**作業内容:**
1) 下のシングルマザーの就業に関する文書本文について、次の問いに答えよ。
(a) 引用されている厚労省の資料の題名と発表時期は何か。
(b) 第1の課題で、未就業者について検討するのは何か。
(c) 第3の課題で、就業支援や子育て支援を地域に整備する担い手として挙げられているのは誰か。
2) 下のシングルマザーの就業に関する文書本文にある「彼女らの就業意欲は高いが,自助努力には限界がある.」という一文を英語に訳せ。

**文書本文:**
_ _ _ _ _ _ _

シングルマザーの多くは就業しているのに貧困であるというその主な理由は他の女性と同様に非正規雇用で働く人の割合の高さであると考えられている.厚労省「ひとり親の支援について」(2020 年4 月)は,「一般の女性労働者と同様に非正規の割合が高」く「より収入の高い就業を可能にするための支援が必要」と指摘する.
では,なぜシングルマザーに非正規が多いのか? 次章で検討するようにその問題の多くは育児負担との関係で論じられている.確かに子育てはシングルマザーだけでなく多くの子育て中の女性にとって働く上での大きな制約と考えるのが一般的である.しかし,もし,子育てが正社員になることの阻害要因なら子どもが成長した女性は正社員に戻れるはずであるが,多くの者はそうはならない.それは,子育てしながら働く女性を正社員から排除し,子育てが終わった後も女性が正社員に戻るのを拒むシステムが日本の労働社会に内在しているからと考えるべきである.
以上をふまえ,本書の第1 の課題は,シングルマザーの正社員=高収入,非正規=低賃金というステレオタイプの区分ではなく,それぞれの労働内容や労働条件を明らかにし,正社員が経済的自立を果たしているのか,非正規雇用はどのような条件があれば非正規から正社員化が可能なのか,あるいはなぜ非正規にとどまるのかを検討する.勤続年数が伸びれば昇進昇給もあり,定年まで勤続する事が前提の中核的正社員とシングルマザーの就業の隔たりを明らかにする.加えて未就業者についても,どのような就業阻害要因があるのかを検討する.
第2 に日本の労働社会の中にシングルマザーの労働をおき直し,その貧困が解消されない原因をシングルマザーの長期のキャリア形成から考える.新卒時期から結婚,出産での退職,再就職(さらなる退職と再就職もありうる),さらには子どもの成人後の長い期間でのキャリア形成から,シングルマザーが正社員からどのように排除されていくのか,あるいはどのような条件があれば正社員に戻れるのかを検討することによって,日本の労働社会の正社員がシングルマザーを長期にわたって排除する傾向があることを明らかにする.
第3 に彼女らの厳しい労働と生活には支援が必要であるが,厚労省の就業支援だけでなく,地域において現実にシングルマザーが利用可能な支援の役割を分析する.彼女らの就業意欲は高いが,自助努力には限界がある.彼女らを支える就業支援や子育て支援が,行政や当事者団体によってどのように地域に整備されているのか,どのような役割を果たしているのか,どのような課題を抱えているのかを明らかにする必要がある.

_ _ _ _ _ _ _

**与えられたデータ:**
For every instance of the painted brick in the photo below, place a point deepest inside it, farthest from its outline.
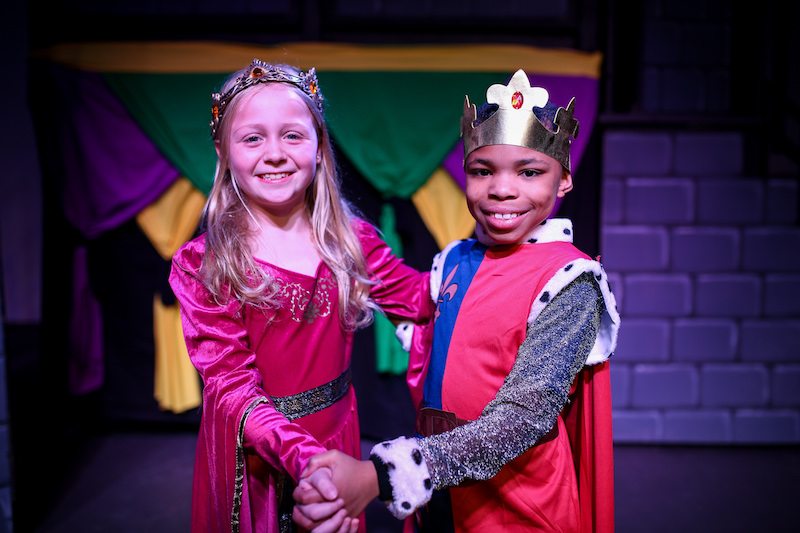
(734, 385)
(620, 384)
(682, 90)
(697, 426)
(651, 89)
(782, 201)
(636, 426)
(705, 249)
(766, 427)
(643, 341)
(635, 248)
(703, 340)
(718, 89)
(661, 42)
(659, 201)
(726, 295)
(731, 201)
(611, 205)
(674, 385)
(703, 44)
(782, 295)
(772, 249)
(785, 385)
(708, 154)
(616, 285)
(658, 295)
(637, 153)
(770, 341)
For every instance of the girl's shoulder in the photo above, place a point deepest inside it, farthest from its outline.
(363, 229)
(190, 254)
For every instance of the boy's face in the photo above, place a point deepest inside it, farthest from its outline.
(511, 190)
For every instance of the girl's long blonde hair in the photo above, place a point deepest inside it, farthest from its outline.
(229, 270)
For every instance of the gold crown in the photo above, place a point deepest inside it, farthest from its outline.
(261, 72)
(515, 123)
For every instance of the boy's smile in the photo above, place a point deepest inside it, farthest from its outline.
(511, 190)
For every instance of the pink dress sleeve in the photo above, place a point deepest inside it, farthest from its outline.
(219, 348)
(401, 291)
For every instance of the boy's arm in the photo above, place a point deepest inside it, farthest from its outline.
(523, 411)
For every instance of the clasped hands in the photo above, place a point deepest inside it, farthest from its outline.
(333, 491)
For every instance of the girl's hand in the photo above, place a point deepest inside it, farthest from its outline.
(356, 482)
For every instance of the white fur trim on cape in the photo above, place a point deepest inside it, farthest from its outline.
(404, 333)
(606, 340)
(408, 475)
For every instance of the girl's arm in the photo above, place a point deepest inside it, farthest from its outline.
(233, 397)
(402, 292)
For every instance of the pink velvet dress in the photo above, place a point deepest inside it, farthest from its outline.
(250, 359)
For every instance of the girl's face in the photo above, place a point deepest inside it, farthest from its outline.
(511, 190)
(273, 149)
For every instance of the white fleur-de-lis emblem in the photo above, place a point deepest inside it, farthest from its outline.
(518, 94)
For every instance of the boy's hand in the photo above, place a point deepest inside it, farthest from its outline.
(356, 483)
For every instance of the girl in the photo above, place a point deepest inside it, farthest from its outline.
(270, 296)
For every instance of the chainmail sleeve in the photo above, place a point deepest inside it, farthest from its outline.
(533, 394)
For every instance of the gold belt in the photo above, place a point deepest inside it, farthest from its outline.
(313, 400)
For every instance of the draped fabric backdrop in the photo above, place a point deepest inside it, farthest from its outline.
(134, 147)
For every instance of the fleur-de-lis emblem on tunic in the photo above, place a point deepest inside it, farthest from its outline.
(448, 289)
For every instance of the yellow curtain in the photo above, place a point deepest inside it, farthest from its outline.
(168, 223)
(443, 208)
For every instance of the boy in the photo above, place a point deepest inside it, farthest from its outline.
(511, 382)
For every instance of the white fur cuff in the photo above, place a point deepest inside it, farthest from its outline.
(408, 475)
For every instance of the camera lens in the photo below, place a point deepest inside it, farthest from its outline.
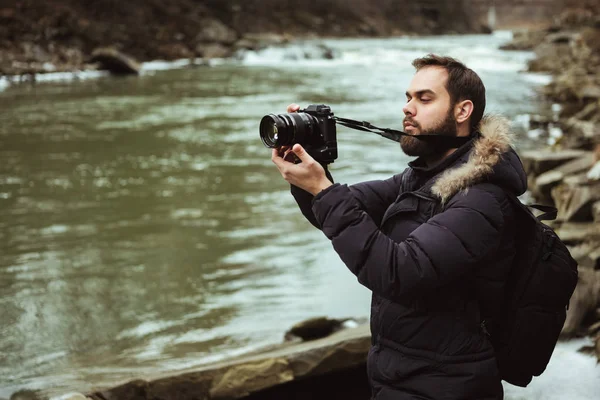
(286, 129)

_ _ _ _ _ _ _

**作業結果:**
1)
(a) 「ひとり親の支援について」、2020年4月
(b) どのような就業阻害要因があるのか
(c) 行政や当事者団体

2) Their motivation to work is high, but there are limits to what they can achieve through their own efforts.